What to produce: Retype the data below word for word, beginning with the line that contains "Question. The photo above holds the headless" and continuing through the end of the data.

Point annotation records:
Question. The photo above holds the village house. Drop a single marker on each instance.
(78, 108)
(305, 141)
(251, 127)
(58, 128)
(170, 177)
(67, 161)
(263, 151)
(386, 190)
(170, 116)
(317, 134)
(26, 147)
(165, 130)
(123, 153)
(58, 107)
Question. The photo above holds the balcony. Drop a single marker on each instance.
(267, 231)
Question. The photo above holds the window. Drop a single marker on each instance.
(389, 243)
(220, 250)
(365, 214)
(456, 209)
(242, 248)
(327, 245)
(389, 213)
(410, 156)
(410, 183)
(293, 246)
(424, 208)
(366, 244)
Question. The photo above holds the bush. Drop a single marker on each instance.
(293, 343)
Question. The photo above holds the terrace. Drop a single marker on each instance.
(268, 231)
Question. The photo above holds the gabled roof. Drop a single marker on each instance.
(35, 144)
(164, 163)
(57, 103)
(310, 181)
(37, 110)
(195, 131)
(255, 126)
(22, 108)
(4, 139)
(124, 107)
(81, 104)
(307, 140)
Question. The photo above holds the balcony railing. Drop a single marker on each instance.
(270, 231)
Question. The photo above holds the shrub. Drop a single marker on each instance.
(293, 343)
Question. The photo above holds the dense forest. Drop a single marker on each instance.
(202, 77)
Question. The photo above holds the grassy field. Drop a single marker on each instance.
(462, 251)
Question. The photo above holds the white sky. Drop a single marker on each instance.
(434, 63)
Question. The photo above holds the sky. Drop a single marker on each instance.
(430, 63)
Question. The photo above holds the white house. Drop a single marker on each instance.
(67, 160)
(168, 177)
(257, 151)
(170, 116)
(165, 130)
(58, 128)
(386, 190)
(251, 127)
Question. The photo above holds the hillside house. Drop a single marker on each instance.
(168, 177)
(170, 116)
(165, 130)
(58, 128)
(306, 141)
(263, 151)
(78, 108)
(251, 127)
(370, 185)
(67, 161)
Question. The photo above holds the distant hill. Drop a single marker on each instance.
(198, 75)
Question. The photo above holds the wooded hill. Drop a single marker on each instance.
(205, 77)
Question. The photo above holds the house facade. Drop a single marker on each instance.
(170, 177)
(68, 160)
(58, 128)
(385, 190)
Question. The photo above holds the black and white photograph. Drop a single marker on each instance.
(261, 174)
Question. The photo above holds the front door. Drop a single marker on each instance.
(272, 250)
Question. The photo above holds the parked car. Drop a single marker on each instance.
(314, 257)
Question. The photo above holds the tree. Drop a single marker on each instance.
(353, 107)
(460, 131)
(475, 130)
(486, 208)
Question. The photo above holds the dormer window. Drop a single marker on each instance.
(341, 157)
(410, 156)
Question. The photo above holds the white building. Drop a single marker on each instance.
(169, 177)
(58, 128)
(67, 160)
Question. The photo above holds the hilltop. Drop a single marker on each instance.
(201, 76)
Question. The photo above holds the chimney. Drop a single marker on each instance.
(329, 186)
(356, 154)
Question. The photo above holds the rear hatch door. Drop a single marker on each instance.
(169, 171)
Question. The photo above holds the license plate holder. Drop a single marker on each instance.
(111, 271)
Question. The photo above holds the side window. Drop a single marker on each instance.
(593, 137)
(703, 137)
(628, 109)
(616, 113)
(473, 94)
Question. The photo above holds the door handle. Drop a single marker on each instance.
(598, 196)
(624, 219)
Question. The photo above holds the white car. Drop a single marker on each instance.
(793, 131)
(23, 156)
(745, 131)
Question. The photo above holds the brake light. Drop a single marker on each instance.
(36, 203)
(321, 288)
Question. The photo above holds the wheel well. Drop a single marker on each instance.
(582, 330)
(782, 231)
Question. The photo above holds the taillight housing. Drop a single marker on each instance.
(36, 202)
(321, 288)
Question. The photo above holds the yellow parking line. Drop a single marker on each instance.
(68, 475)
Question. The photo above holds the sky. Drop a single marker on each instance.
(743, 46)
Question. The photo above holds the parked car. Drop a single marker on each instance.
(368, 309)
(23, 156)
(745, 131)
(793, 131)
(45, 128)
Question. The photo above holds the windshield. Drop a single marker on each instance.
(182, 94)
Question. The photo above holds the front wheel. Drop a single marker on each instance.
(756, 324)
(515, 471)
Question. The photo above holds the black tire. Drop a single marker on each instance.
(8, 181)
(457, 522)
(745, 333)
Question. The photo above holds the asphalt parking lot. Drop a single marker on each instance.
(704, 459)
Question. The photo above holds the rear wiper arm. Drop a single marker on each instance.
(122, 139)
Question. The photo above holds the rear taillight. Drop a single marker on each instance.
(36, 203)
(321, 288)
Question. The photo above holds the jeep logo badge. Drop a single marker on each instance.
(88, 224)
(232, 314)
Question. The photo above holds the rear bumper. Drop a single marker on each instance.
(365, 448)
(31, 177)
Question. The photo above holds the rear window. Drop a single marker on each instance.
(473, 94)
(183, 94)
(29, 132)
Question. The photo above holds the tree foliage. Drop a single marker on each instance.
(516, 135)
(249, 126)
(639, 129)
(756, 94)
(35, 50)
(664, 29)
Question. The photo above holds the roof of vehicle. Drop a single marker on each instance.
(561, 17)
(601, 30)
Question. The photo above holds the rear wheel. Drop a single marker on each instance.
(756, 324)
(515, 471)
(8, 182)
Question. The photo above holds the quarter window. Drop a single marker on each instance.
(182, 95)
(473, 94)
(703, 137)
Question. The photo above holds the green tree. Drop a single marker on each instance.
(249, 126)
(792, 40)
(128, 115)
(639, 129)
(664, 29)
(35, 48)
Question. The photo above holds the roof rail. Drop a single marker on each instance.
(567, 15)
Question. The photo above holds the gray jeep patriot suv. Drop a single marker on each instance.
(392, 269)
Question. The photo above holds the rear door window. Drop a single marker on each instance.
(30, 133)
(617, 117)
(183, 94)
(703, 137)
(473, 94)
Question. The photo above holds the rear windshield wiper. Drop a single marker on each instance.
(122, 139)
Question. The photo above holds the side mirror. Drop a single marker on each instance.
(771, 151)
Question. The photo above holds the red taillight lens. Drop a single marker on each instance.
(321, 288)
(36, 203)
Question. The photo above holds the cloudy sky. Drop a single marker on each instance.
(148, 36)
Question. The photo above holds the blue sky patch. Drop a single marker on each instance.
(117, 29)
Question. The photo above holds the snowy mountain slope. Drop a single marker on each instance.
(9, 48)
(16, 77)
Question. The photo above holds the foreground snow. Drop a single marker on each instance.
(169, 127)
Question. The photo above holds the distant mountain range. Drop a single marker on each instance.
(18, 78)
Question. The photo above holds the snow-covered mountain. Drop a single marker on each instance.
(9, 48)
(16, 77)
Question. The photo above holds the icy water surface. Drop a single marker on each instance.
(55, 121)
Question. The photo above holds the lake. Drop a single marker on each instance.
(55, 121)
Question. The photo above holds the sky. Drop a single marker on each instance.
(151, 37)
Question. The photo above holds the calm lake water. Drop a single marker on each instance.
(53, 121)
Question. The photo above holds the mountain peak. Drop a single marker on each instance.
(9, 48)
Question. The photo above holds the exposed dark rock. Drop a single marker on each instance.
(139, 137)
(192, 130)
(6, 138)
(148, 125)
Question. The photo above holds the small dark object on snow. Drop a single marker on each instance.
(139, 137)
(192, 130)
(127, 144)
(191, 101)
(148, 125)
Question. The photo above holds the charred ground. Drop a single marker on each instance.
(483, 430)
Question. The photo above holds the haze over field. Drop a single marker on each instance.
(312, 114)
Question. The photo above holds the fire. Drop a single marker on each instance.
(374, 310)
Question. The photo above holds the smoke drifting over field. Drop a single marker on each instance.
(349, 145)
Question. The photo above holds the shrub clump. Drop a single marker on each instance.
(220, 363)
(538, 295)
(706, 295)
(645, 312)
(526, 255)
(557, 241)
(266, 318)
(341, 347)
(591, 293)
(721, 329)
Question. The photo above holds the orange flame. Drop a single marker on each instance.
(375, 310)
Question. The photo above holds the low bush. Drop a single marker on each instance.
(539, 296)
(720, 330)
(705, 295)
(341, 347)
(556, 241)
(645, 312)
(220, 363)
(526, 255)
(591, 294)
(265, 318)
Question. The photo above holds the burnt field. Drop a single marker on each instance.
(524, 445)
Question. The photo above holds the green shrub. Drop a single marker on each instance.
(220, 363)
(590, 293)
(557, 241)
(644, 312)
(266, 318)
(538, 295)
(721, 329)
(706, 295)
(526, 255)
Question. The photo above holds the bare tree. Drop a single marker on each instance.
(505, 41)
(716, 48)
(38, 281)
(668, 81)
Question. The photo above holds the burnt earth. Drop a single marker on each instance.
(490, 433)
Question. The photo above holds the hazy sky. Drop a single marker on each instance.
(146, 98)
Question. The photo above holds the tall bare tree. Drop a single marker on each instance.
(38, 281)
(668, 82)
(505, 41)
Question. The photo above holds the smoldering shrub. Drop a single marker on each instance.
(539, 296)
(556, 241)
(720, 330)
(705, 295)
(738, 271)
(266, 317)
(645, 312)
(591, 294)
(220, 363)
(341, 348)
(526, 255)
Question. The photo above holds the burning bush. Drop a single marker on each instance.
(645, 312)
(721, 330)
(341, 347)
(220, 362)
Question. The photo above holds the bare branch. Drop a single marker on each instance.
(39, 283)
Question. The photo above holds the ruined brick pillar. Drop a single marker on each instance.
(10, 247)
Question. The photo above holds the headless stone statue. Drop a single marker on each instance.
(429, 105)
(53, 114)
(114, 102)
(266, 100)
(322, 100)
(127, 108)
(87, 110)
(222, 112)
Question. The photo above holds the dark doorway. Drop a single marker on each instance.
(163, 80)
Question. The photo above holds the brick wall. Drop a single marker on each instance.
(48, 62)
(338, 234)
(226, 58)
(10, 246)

Written solution:
Question. The photo above holds the headless stone statue. Drop a single marker on each instance.
(429, 105)
(53, 114)
(114, 102)
(266, 100)
(322, 100)
(127, 108)
(87, 110)
(222, 112)
Question. The photo above holds the dark doorway. Drop a single marker on each instance.
(163, 80)
Question. The photo above holds the brick wall. Drop a single marker on each instance.
(48, 62)
(338, 234)
(226, 58)
(10, 246)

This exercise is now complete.